### Textauszug

___

2. Dieser Vorbereitungsdienst unterbrach nicht den zeitlichen Zusammenhang einer anschließenden Arbeitslosigkeit mit den vorausgegangenen Ersatzzeittatbeständen, so daß die Arbeitslosigkeit noch eine Ersatzzeit ist (Fortführung von BSG 1976-05-04 1 RA 49/75 = SozR 2200 § 1251 Nr 21).
Verfahrensgang
SG Speyer (Urteil vom 09.03.1977; Aktenzeichen S 7 A 116/75) |
Tenor
1. Auf die Berufung des Klägers werden das Urteil des Sozialgerichts Speyer vom 9. März 1977 und der Rentenbescheid der Beklagten vom 10. Oktober 1977 geändert.
Die Beklagte wird verurteilt, bei dem vorgezogenen Altersruhegeld des Klägers die Monate September und Oktober 1936 als weitere Beschäftigungszeit nach § 16 FRG und die Zeit von Oktober bis Dezember 1949 als weitere Ersatzzeit anzurechnen.
2. Im übrigen wird die Berufung zurückgewiesen.
3. Die Beklagte hat dem Kläger 1/4 der außergerichtlichen Kosten beider Rechtszüge zu erstatten.
4. Die Revision wird zugelassen.
Tatbestand
Die Beteiligten streiten um die Nachentrichtung von Beiträgen und die Anrechnung weiterer Zeiten bei dem vorgezogenen Altersruhegeld des Klägers.

___

### Ihre Aufgabe
Schreiben Sie aus dem Textauszug alles von „2. Dieser Vorbereitungsdienst“ bis hinunter zu „Oktober 1977 geändert.“ wortgetreu ab. Verwenden Sie ausschließlich den Textauszug.

### Vorliegende Angaben

___

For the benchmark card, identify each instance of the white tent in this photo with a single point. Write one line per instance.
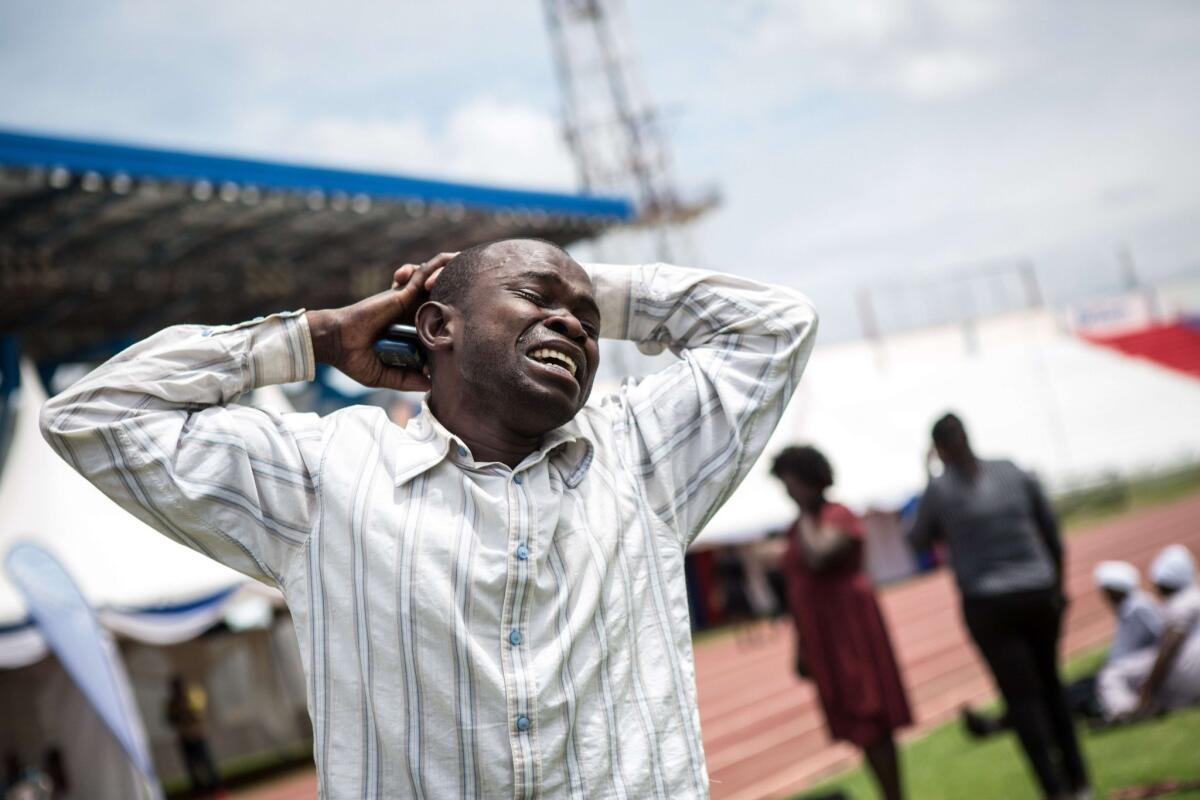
(144, 588)
(119, 563)
(1027, 390)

___

### Ihre Antwort
2. Dieser Vorbereitungsdienst unterbrach nicht den zeitlichen Zusammenhang einer anschließenden Arbeitslosigkeit mit den vorausgegangenen Ersatzzeittatbeständen, so daß die Arbeitslosigkeit noch eine Ersatzzeit ist (Fortführung von BSG 1976-05-04 1 RA 49/75 = SozR 2200 § 1251 Nr 21).
Verfahrensgang
SG Speyer (Urteil vom 09.03.1977; Aktenzeichen S 7 A 116/75) |
Tenor
1. Auf die Berufung des Klägers werden das Urteil des Sozialgerichts Speyer vom 9. März 1977 und der Rentenbescheid der Beklagten vom 10. Oktober 1977 geändert.